Pull out each line of the data below that contains the string "evergreen", matching its case exactly. Copy those lines in their original order.

(Saved records)

Start

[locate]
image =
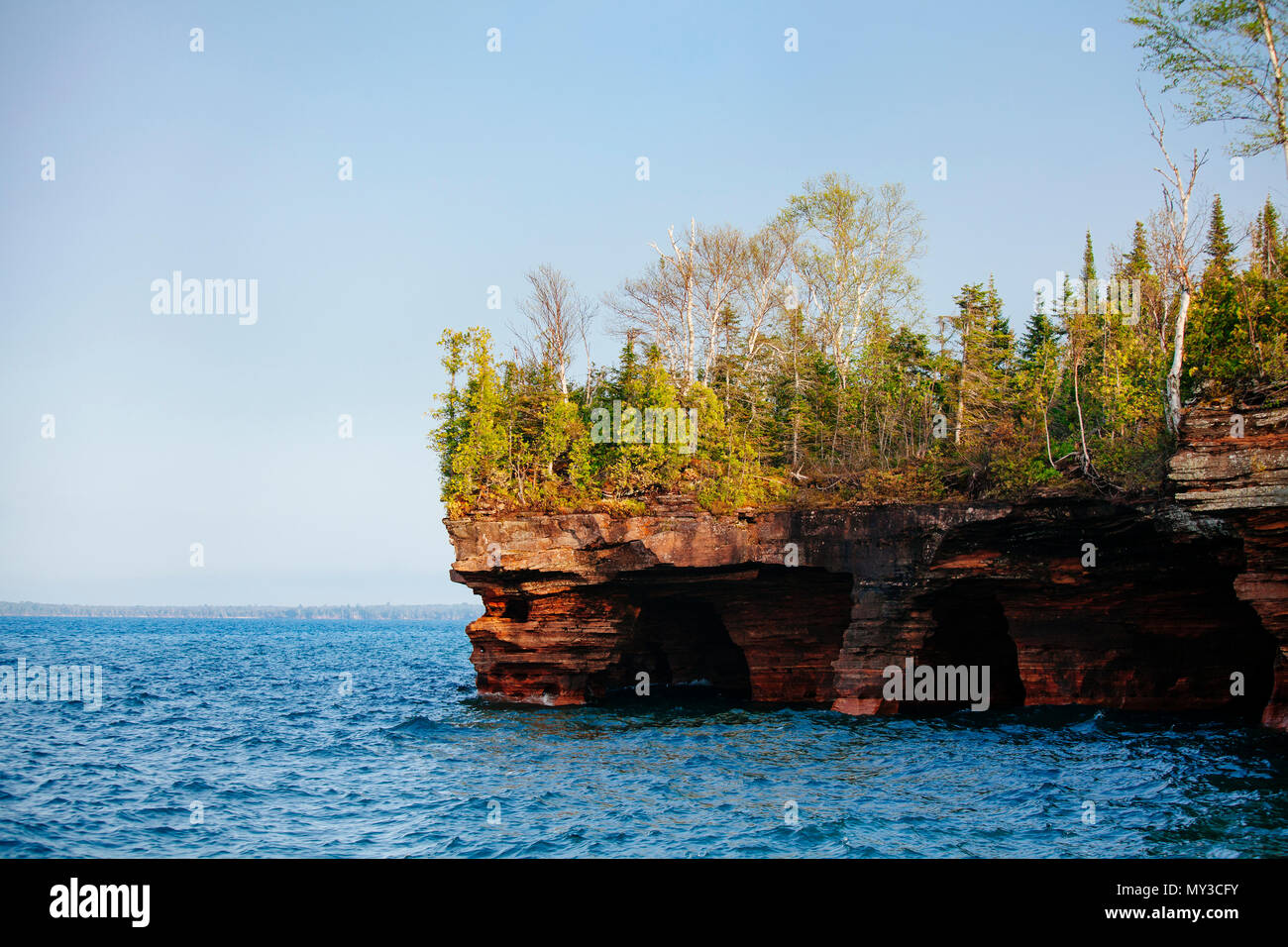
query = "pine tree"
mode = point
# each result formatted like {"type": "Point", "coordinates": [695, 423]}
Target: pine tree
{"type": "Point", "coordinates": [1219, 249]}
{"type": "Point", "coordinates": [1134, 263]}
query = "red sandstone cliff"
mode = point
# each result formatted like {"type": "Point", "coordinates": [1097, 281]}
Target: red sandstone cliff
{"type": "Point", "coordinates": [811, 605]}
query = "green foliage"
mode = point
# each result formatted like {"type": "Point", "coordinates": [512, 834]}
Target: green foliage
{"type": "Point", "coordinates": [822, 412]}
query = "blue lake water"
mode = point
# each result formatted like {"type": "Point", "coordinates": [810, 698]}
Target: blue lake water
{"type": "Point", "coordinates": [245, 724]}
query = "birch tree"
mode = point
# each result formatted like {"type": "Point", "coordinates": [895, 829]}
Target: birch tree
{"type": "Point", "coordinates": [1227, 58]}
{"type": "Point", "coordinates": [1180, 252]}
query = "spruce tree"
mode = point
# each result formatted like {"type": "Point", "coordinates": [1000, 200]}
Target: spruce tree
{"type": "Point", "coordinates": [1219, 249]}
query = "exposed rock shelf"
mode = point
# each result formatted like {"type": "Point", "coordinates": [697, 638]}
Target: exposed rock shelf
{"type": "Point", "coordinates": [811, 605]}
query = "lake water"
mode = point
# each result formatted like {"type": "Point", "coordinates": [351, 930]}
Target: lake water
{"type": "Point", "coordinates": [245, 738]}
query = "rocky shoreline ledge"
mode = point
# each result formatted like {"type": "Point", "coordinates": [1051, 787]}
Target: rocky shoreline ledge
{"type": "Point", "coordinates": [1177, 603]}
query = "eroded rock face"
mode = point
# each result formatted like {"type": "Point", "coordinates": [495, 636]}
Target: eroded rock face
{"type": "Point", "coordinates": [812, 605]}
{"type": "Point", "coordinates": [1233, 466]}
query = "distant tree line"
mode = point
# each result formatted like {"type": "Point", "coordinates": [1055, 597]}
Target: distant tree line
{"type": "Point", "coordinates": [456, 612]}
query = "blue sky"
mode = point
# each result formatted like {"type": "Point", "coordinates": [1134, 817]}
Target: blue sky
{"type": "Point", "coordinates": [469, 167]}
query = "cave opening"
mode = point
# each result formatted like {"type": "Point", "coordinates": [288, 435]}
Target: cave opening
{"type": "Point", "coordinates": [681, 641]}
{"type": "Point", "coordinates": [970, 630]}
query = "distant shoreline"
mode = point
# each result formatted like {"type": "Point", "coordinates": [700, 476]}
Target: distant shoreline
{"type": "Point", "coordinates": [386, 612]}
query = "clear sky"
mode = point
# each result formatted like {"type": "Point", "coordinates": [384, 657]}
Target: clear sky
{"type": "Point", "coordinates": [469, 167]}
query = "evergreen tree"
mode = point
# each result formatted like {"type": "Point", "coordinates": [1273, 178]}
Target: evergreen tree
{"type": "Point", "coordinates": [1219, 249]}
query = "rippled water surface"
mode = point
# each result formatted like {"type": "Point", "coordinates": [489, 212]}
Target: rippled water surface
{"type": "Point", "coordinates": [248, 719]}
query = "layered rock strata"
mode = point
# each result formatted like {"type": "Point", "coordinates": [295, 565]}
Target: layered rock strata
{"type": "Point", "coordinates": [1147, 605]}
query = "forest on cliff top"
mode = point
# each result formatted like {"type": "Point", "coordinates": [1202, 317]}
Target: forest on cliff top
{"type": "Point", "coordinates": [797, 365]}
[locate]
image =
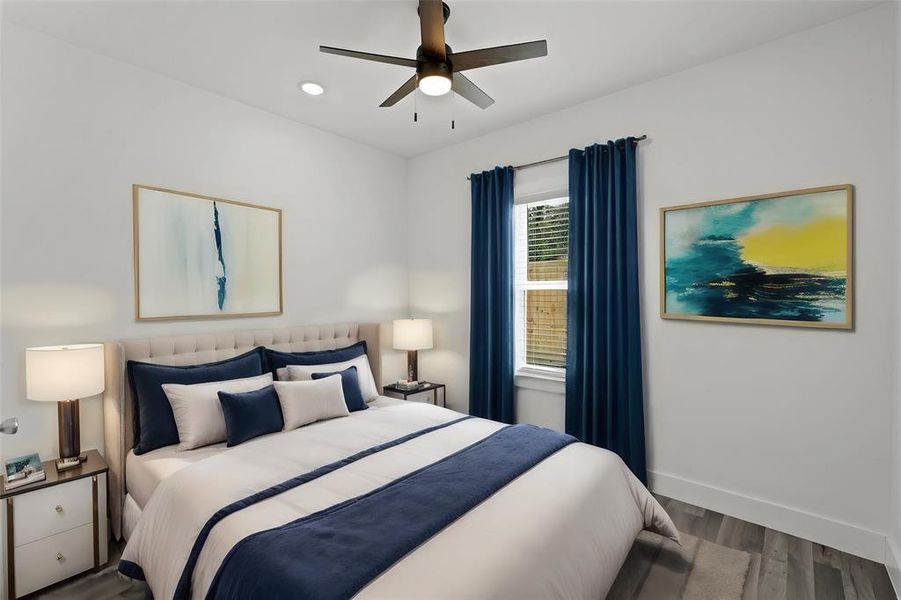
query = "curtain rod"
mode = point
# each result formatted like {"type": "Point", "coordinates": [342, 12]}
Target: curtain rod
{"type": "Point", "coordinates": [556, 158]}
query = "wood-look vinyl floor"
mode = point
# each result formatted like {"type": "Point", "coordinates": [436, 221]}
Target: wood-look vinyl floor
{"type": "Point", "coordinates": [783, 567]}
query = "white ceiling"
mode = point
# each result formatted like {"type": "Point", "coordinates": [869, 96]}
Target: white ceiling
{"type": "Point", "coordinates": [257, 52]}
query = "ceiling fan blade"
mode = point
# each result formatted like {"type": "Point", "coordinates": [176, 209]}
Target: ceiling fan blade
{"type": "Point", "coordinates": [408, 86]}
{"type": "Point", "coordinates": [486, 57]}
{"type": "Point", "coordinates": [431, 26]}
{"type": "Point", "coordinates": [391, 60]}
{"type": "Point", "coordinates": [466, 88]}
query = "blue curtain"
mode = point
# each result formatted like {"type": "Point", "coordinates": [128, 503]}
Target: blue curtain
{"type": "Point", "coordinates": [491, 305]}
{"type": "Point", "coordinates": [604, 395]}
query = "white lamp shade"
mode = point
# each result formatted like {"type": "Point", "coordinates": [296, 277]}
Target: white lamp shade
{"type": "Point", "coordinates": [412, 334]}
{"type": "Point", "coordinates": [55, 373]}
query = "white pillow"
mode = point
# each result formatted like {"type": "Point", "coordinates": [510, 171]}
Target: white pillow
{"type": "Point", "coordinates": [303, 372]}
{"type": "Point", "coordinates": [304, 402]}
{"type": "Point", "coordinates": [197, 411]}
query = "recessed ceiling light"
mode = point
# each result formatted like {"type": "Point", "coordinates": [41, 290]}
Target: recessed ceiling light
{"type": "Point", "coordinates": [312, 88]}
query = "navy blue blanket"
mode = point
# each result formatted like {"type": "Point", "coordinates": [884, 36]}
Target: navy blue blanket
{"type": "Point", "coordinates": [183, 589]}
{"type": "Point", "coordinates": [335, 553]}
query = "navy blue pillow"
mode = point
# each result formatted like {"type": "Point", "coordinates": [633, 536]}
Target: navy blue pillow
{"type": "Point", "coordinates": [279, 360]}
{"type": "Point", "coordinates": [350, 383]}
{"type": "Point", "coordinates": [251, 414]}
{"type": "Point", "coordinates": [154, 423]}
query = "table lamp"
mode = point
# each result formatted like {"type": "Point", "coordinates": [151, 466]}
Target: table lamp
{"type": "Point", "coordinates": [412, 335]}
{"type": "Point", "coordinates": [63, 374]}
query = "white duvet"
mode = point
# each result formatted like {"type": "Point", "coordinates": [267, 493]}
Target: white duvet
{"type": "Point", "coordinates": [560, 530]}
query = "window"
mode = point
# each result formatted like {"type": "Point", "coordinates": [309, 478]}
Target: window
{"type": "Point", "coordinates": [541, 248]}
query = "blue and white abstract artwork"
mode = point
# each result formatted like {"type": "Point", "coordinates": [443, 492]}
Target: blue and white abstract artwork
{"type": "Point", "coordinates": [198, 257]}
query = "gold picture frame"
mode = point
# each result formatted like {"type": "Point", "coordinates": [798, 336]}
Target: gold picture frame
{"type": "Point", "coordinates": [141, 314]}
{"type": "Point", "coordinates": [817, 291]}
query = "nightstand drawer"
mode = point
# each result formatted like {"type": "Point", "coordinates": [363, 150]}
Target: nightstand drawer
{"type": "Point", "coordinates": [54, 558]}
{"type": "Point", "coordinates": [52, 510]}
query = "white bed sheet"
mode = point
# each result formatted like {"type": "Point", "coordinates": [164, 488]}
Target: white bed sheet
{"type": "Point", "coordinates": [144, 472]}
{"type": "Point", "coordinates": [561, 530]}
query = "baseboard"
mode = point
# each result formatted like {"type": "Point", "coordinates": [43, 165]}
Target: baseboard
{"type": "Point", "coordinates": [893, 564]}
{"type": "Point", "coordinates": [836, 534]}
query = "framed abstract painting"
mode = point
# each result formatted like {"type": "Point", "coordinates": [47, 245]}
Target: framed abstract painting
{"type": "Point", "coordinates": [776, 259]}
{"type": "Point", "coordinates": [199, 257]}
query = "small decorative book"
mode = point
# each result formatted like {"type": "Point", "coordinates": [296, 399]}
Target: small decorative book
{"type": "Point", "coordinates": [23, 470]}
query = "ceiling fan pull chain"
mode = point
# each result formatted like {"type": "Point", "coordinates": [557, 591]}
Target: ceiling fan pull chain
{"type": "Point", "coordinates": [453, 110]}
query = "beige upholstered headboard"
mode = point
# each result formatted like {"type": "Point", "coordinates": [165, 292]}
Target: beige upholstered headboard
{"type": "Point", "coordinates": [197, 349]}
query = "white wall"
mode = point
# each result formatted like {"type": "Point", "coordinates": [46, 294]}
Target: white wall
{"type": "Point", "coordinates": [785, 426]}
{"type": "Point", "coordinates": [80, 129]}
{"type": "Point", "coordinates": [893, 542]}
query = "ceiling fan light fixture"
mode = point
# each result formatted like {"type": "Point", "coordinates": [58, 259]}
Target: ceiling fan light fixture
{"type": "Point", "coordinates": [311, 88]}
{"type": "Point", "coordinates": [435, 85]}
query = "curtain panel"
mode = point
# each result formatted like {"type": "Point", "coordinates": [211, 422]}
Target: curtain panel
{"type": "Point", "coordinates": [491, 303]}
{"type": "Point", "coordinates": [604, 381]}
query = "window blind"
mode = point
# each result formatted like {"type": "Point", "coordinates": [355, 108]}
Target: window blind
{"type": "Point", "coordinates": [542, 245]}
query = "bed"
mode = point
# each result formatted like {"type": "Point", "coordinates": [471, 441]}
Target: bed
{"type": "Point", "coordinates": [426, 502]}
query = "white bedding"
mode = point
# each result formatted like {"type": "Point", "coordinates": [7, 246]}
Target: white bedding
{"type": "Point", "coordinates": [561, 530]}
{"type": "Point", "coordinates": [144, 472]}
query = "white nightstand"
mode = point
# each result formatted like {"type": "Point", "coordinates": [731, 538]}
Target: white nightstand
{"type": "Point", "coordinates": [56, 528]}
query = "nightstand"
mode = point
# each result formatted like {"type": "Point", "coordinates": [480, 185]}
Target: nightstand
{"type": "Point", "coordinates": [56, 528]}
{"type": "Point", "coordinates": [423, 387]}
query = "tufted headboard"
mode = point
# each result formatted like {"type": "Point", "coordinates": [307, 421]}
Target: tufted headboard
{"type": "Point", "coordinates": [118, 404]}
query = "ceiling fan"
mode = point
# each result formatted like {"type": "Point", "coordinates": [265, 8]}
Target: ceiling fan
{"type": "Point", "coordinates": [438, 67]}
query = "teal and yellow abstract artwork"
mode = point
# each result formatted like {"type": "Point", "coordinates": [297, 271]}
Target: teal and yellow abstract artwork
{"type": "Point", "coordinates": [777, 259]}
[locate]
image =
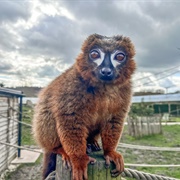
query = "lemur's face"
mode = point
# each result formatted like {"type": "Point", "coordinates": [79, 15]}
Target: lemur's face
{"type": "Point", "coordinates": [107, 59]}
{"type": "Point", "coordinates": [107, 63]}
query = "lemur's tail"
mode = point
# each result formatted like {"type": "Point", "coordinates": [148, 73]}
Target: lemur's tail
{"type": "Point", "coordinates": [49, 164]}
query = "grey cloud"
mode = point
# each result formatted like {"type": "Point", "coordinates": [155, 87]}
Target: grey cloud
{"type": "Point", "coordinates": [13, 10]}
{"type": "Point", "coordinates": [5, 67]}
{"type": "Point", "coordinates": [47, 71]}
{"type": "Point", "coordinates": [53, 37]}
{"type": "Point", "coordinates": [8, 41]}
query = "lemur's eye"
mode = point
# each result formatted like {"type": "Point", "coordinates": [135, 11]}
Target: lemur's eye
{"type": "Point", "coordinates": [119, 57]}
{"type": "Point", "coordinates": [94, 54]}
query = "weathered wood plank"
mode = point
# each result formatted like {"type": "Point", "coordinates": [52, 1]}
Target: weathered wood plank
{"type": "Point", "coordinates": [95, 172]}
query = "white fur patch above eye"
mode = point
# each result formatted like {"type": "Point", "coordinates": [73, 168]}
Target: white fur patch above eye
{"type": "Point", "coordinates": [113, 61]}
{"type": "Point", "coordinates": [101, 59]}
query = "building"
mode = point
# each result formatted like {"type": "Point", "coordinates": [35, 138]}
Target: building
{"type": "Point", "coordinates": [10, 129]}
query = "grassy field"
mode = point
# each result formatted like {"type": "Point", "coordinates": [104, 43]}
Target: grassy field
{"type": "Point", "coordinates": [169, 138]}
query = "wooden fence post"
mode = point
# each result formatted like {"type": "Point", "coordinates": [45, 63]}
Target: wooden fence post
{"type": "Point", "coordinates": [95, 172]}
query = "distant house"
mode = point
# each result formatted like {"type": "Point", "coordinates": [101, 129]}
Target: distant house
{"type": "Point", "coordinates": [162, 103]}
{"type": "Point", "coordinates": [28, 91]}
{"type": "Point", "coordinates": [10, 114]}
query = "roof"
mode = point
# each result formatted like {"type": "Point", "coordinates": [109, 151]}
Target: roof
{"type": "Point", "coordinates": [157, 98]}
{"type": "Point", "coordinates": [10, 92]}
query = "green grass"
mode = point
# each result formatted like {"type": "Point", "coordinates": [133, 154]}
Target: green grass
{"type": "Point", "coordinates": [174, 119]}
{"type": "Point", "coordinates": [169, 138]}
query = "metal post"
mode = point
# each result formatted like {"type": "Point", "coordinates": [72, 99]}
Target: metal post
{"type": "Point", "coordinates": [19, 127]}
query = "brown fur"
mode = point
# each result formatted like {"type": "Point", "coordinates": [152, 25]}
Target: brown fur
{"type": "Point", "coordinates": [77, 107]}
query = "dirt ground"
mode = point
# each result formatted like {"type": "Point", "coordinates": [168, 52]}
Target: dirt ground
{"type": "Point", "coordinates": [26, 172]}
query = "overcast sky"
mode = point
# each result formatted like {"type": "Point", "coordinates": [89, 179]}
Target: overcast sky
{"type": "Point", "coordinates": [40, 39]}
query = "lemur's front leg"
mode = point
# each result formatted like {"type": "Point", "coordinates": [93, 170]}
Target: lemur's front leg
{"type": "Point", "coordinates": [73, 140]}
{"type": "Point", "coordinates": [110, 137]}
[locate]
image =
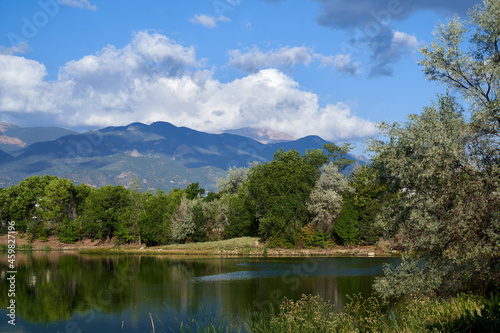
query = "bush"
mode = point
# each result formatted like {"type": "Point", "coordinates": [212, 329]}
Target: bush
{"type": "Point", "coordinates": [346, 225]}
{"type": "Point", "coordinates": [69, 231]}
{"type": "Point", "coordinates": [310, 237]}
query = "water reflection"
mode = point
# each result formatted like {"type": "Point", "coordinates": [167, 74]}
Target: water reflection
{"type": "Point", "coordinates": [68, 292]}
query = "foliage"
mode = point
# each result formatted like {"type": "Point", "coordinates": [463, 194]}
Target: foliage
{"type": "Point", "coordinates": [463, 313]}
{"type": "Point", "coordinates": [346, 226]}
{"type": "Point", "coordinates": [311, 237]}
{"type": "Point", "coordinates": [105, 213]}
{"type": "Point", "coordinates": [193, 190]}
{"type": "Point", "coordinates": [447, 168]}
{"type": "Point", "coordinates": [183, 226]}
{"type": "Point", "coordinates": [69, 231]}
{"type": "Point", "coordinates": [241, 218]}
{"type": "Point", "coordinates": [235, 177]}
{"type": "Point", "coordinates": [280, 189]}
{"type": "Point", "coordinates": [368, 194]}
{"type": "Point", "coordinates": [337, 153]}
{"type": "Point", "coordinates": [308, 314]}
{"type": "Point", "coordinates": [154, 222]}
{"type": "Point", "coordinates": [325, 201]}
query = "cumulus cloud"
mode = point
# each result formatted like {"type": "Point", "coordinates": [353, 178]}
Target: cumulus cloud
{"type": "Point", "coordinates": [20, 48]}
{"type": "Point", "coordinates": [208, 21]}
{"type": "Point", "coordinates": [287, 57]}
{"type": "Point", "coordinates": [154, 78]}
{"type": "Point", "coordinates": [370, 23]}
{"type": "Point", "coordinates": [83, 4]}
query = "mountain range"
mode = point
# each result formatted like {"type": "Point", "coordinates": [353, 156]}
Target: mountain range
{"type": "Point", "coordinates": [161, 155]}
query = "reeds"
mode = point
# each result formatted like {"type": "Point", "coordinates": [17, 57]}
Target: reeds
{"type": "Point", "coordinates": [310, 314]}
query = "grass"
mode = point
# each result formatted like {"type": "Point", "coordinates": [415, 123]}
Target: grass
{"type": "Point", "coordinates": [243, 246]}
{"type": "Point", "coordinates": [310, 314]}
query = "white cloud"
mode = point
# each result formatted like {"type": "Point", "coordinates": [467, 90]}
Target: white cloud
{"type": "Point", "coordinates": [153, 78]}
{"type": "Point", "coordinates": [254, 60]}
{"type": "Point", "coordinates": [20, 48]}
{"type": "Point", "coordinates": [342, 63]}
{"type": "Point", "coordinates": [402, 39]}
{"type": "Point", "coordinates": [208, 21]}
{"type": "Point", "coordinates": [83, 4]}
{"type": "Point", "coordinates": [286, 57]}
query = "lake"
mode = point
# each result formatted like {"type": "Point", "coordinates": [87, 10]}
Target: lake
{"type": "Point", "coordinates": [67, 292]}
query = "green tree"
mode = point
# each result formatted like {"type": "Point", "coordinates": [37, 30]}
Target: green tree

End

- Output of the exercise
query = "evergreen tree"
Target: evergreen tree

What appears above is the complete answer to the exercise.